PROBLEM DESCRIPTION –
Report back each line of the data that contains the word "positive".
DATA TO EXAMINE Block Start
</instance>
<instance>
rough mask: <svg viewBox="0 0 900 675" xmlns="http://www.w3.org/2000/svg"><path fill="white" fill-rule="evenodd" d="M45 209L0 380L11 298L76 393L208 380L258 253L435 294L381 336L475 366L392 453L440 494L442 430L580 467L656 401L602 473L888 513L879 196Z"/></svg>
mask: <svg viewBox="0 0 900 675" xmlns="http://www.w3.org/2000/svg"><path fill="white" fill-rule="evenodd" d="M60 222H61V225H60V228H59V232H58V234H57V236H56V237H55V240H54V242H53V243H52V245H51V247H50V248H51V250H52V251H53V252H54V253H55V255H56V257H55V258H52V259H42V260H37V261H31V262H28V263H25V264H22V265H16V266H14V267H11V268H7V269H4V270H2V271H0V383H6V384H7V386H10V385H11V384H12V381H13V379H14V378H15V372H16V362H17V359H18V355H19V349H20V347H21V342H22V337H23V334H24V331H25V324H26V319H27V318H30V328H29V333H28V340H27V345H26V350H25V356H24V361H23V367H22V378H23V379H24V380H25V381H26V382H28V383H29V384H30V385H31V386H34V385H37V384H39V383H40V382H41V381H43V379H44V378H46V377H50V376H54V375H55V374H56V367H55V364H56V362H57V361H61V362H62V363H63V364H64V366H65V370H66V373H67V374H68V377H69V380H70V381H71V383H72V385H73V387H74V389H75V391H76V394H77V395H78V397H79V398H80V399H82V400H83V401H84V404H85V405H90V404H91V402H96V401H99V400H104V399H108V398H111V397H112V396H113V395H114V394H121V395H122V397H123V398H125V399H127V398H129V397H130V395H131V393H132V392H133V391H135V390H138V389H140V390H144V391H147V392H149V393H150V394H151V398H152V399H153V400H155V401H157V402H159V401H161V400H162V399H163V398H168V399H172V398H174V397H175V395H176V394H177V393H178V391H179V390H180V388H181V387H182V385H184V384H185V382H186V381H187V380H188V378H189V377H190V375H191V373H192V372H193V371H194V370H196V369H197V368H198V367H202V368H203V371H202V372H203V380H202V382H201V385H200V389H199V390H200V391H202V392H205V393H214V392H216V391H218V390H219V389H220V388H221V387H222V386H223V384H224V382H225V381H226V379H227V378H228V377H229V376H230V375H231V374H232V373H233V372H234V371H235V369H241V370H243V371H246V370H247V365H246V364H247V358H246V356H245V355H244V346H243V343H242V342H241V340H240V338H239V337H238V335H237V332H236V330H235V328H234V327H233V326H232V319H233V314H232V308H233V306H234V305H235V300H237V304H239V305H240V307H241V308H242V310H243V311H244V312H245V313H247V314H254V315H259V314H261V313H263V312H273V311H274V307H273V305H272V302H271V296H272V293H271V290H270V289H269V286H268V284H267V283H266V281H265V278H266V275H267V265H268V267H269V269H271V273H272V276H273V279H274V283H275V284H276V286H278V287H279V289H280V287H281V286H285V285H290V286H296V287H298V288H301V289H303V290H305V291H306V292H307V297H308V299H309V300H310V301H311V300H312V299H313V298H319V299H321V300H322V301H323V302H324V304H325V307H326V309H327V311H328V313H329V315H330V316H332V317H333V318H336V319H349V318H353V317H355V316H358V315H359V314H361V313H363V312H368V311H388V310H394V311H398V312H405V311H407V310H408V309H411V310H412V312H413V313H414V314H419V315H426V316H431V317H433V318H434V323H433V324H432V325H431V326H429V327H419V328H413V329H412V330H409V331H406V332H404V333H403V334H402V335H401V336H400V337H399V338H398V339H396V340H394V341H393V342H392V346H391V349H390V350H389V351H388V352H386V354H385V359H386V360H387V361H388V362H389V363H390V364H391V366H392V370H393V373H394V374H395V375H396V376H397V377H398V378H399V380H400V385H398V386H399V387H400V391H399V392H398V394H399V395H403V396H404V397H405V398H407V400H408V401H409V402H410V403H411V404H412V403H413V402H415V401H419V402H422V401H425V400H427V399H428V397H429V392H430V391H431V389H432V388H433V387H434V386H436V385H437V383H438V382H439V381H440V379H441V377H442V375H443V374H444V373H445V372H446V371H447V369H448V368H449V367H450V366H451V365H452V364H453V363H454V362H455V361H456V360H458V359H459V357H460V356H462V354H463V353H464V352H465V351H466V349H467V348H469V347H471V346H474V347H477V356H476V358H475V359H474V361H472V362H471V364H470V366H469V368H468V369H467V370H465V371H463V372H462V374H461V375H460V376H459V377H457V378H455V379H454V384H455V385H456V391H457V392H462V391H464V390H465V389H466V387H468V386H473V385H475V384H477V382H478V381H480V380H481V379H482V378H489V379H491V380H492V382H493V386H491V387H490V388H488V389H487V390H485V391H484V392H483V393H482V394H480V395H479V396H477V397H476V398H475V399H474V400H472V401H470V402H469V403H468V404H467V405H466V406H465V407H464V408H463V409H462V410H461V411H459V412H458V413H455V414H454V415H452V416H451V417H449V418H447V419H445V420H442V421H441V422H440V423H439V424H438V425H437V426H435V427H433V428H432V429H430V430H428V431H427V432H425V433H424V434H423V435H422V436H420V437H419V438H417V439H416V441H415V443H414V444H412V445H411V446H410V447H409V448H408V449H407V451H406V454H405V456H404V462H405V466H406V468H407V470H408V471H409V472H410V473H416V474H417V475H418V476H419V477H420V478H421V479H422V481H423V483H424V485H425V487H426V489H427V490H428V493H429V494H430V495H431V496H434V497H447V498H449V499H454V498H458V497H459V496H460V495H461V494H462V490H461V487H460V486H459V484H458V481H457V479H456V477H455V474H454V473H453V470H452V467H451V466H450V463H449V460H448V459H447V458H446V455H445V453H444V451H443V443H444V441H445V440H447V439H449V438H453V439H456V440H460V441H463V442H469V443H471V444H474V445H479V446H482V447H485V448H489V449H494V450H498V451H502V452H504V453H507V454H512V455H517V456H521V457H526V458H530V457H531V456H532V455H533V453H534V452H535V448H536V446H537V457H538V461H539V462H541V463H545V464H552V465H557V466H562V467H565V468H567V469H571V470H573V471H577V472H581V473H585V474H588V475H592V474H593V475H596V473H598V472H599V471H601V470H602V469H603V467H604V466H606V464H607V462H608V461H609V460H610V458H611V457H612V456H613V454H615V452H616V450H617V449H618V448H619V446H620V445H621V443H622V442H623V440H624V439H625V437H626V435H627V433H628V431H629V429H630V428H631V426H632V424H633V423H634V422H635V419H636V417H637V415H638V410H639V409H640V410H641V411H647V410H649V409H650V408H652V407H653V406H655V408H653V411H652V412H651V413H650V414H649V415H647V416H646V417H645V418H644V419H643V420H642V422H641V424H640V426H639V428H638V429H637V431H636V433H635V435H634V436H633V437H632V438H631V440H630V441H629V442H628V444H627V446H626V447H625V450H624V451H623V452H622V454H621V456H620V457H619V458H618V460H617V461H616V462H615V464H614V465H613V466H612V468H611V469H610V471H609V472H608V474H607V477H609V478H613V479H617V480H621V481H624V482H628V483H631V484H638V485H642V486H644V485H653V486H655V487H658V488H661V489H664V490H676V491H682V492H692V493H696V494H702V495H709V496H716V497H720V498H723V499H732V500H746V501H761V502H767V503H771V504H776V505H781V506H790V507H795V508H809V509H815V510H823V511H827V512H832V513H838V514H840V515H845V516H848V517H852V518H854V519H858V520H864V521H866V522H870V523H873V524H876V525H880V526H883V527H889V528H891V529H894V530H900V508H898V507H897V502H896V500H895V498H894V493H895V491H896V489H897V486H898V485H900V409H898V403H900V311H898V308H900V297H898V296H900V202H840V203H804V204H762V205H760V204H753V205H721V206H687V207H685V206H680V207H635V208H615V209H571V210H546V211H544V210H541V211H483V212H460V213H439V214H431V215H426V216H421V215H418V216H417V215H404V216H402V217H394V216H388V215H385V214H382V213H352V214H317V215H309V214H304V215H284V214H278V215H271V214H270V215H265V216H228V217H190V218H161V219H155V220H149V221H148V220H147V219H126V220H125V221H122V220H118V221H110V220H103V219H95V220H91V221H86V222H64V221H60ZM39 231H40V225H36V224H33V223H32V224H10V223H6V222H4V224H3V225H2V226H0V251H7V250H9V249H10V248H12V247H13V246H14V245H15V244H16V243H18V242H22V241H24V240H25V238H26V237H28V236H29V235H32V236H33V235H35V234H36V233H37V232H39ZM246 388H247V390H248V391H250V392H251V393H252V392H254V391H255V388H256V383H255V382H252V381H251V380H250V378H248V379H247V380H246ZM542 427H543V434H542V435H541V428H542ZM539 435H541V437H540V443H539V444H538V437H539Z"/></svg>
DATA TO EXAMINE Block End
DATA TO EXAMINE Block Start
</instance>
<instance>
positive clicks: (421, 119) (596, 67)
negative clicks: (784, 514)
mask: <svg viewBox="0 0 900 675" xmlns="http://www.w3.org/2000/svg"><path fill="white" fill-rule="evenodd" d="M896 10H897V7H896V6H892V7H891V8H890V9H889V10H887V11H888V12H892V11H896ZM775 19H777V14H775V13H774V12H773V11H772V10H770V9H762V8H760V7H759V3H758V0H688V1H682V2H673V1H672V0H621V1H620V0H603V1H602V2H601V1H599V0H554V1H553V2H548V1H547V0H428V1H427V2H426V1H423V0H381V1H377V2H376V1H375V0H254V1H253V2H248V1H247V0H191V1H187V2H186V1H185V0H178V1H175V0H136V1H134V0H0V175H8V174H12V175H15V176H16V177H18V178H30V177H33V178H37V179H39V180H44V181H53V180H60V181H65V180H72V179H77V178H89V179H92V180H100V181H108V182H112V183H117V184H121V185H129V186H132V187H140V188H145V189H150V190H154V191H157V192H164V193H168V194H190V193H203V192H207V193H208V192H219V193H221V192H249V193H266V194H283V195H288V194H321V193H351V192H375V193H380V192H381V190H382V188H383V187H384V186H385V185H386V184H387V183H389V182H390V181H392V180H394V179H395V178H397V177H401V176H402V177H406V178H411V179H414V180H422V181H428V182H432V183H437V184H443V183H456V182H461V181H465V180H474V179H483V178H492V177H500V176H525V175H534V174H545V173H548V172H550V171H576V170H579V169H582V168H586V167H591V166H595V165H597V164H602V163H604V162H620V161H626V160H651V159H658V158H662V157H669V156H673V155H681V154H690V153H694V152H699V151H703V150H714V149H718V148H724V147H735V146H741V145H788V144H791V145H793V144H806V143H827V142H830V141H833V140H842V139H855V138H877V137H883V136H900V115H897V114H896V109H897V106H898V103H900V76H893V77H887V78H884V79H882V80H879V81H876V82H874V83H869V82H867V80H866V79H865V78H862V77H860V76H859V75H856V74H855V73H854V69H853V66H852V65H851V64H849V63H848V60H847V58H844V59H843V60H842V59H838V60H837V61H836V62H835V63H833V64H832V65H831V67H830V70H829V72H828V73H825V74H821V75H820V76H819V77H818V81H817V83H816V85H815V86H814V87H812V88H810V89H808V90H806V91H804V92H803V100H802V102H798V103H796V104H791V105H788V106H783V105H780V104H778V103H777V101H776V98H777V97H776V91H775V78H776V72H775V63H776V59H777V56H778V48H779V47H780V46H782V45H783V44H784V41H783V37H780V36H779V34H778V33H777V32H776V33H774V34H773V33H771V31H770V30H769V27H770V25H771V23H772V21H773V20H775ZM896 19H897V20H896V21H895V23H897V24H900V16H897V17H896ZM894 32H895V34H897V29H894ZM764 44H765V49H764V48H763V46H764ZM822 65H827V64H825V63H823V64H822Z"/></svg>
DATA TO EXAMINE Block End
DATA TO EXAMINE Block Start
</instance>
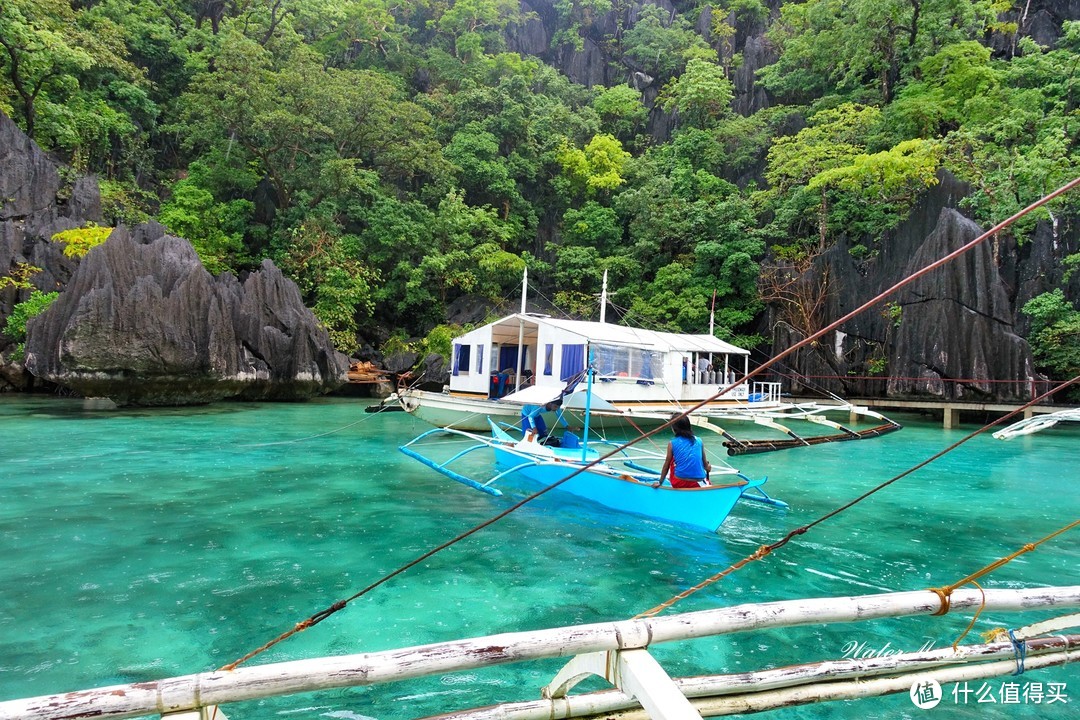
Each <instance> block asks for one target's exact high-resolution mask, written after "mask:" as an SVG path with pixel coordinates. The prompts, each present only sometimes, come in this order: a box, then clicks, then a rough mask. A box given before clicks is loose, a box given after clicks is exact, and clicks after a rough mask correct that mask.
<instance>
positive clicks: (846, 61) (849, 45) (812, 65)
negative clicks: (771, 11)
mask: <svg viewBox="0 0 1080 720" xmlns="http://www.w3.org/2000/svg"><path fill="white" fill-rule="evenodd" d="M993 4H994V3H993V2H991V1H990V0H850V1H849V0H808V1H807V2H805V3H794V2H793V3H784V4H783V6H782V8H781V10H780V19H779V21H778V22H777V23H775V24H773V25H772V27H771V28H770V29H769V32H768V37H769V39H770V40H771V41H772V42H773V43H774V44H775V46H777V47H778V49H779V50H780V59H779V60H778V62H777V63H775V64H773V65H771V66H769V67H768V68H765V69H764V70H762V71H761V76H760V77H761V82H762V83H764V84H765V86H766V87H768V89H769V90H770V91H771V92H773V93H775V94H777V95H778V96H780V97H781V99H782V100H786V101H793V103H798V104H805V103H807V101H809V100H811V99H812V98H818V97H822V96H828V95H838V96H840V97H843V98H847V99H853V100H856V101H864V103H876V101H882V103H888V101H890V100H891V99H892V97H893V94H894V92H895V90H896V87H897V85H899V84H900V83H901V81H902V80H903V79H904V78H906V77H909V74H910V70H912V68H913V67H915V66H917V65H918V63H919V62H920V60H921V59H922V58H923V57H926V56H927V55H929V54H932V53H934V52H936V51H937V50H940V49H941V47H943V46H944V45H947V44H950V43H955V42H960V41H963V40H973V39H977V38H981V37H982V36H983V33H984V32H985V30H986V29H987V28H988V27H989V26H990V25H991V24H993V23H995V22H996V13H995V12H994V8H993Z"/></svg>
DATA TO EXAMINE Block End
EXERCISE SOLUTION –
positive clicks: (421, 119) (596, 67)
positive clicks: (846, 61) (849, 45) (812, 65)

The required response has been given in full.